◆ 任务要求 1:
请判断以下关于圣职推荐权与什一税的引文的三种说法是否与引文相符,逐条回答"是"或"否",并原样引出引文中起决定作用的词句:(a)艾萨克·约翰逊在遗嘱中把圣职推荐权留给了两名同伴;(b)纽约三一教堂的圣职推荐权由某位个人享有;(c)在英国,什一税指教区内土地每年产出的1/10。
◆ 任务要求 2:
请更新清单中从含有“task | point to each instance of the copper”的那一行起,一直到含有“[(121, 125)]”的那一行为止的各行(首尾两行都包括在内),将其中的“sweater sleeve”改为“knit sleeve”,其余内容一律不变,只输出这几行。

◆ 引文:
- - - - - - -

一些无形财产的形式从未在殖民地流行过。圣职推荐权(advowson)是一种任命教堂牧师的权利。在英国,富人拥有这一权利并可以在死后传给他人,就像任何一种财产一样。从英国来的殖民者可以将圣职推荐权一并带来。波士顿早期定居者中的首富艾萨克·约翰逊(Isaac Johnson),死后留下了大笔遗产,包括大量土地所有权和附随于一座英国教堂的圣职推荐权。在他的遗嘱中,他把后者留给了两名一起定居的同伴。

《傲慢与偏见》柯林斯受凯瑟琳夫人提携获取牧师职位

然而,美国的教堂一般由教堂会众(congregations)而非个人建立和管理,因此个人几乎没有可能拥有选择牧师的权利。例如,纽约三一教堂有着圣职推荐权,但它并不为任何人所享有,更确切地说,它被授予了作为法人的教堂。到19世纪初,不论是圣·乔治·塔克还是詹姆斯·肯特,或者弗吉尼亚和纽约最博学的法律人,都不再记得他们州里任何圣职推荐权的例子了。

英美教堂融资方式的差异还造成了其他形式无形财产的消失。在英国,牧师享有一种可继承的财产权利——“什一税”(tithes),即教区内土地每年产出的1/10。但塔克向他的读者确保:弗吉尼亚从来没有这样的东西。肯特评论道:“《财政报告》(Exchequer Reports)中最易引发诉讼的案例都与什一税有关,而我们的法律对于什一税学说一无所知,这减轻了学生的负担,更减轻了法院的责任,对于国家农业利益而言,则是最大的宽慰。”

- - - - - - -

◆ 相关清单:
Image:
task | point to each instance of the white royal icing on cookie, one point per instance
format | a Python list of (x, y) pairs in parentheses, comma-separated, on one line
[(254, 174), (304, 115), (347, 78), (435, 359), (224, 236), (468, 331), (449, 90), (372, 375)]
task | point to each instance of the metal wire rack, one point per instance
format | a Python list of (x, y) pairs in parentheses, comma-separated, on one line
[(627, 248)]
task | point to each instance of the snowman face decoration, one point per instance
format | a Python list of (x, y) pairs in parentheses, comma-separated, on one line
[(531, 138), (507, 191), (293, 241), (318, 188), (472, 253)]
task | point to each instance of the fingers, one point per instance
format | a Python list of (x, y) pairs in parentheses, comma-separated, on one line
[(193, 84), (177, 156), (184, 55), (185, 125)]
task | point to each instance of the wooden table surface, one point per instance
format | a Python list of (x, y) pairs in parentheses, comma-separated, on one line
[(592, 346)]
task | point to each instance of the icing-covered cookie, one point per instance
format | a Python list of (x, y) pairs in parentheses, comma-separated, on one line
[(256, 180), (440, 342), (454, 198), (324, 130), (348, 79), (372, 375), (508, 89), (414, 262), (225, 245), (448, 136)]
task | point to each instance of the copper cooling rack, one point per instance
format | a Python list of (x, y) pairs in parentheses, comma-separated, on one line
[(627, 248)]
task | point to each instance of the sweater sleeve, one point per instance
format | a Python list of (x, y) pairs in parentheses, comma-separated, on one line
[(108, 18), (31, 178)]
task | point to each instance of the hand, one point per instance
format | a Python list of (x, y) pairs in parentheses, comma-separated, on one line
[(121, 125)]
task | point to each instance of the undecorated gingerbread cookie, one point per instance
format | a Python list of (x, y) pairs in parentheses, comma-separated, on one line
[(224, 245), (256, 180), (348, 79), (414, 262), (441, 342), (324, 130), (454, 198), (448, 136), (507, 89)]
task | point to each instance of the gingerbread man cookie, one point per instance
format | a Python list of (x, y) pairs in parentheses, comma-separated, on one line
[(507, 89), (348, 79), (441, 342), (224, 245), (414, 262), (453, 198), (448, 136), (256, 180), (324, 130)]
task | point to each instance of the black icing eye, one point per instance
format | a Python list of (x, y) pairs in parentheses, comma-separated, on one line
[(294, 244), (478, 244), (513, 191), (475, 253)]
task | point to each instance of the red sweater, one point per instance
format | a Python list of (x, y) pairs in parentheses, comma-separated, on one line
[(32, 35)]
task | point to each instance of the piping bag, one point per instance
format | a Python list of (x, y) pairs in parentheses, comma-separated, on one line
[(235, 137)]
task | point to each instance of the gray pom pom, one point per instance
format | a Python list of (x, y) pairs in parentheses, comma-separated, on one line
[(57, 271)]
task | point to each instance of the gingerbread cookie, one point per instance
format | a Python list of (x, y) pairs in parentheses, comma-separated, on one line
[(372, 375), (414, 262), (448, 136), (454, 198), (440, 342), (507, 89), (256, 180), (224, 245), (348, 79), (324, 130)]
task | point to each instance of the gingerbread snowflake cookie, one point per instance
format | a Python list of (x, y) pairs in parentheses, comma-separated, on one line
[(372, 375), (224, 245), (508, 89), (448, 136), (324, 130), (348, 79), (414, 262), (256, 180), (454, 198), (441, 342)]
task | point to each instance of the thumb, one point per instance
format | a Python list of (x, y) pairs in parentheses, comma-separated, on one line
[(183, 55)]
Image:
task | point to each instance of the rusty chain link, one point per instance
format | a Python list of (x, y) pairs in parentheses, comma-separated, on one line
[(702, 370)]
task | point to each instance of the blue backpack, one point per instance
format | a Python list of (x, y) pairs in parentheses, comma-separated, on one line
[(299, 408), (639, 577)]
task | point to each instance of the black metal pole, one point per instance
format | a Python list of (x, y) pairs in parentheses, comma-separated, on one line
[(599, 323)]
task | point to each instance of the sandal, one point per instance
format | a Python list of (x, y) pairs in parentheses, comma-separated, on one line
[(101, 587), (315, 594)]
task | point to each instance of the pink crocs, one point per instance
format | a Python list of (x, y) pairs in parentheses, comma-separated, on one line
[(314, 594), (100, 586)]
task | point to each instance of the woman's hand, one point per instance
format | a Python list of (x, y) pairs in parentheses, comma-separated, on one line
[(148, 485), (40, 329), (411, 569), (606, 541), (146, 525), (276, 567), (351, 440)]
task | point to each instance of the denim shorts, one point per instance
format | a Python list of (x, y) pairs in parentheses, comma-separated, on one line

- - - - - - -

◆ 参考答案 1:
(a)是。"在他的遗嘱中,他把后者留给了两名一起定居的同伴。"
(b)否。"它并不为任何人所享有,更确切地说,它被授予了作为法人的教堂。"
(c)是。"即教区内土地每年产出的1/10"

◆ 参考答案 2:
task | point to each instance of the copper cooling rack, one point per instance
format | a Python list of (x, y) pairs in parentheses, comma-separated, on one line
[(627, 248)]
task | point to each instance of the knit sleeve, one point per instance
format | a Python list of (x, y) pairs in parentheses, comma-separated, on one line
[(108, 18), (31, 178)]
task | point to each instance of the hand, one point per instance
format | a Python list of (x, y) pairs in parentheses, comma-separated, on one line
[(121, 125)]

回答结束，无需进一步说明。